Short problem » Tally the lines in the rows below that contain the case-sensitive string "white". Reply with the count alone.

(Rows of box annotation data)
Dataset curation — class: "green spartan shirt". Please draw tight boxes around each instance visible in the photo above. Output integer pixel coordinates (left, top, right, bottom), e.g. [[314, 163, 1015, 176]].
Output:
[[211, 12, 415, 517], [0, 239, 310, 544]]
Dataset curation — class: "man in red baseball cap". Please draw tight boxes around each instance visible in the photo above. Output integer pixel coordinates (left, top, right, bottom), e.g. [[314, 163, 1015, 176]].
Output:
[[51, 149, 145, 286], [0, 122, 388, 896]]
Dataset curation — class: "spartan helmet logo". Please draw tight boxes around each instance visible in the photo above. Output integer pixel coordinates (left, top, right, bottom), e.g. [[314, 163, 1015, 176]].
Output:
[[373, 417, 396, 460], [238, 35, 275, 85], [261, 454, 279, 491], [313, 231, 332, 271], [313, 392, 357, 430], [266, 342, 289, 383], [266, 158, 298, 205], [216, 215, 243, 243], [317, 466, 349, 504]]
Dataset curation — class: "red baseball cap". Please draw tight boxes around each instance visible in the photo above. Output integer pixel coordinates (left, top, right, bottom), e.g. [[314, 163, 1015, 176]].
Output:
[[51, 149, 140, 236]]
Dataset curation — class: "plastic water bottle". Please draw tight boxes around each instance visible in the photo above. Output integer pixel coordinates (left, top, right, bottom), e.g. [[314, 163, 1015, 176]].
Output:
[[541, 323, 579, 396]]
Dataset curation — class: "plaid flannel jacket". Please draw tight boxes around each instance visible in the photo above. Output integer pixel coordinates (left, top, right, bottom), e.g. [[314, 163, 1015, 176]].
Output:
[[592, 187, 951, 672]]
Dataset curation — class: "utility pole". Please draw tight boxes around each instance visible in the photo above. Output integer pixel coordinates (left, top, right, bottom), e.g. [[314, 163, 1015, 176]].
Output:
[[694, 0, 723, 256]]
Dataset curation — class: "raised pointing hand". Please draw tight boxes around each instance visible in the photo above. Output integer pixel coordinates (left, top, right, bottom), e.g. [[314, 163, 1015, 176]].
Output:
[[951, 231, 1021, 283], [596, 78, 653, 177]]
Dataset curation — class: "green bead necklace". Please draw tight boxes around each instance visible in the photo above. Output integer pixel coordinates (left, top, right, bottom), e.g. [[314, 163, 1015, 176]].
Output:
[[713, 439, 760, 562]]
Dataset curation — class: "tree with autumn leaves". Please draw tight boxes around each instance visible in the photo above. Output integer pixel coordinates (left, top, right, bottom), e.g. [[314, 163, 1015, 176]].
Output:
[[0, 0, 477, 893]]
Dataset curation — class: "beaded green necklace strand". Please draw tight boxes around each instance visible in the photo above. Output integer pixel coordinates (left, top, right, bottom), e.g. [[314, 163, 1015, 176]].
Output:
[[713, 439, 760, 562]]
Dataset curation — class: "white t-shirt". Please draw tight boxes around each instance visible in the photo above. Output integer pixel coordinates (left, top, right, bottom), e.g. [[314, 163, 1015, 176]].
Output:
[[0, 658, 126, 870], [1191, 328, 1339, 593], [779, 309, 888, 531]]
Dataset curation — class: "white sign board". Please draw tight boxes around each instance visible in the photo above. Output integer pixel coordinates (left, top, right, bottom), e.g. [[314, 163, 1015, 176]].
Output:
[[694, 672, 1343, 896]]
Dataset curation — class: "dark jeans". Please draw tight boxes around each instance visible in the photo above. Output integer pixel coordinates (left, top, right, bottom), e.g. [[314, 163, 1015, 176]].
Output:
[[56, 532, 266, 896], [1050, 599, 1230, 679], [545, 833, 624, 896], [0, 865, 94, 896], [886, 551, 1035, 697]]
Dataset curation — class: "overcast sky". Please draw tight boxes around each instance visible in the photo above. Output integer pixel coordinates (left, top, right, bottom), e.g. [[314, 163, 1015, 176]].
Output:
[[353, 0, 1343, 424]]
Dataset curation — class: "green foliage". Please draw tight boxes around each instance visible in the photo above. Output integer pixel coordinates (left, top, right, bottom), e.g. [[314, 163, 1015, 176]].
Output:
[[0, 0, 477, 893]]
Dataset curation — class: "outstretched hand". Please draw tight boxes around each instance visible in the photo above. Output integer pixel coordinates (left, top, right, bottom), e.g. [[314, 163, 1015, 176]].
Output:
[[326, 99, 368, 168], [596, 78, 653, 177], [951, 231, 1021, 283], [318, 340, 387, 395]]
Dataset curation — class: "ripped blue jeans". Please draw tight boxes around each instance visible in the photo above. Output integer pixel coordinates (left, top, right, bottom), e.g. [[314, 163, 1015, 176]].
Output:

Solution » 2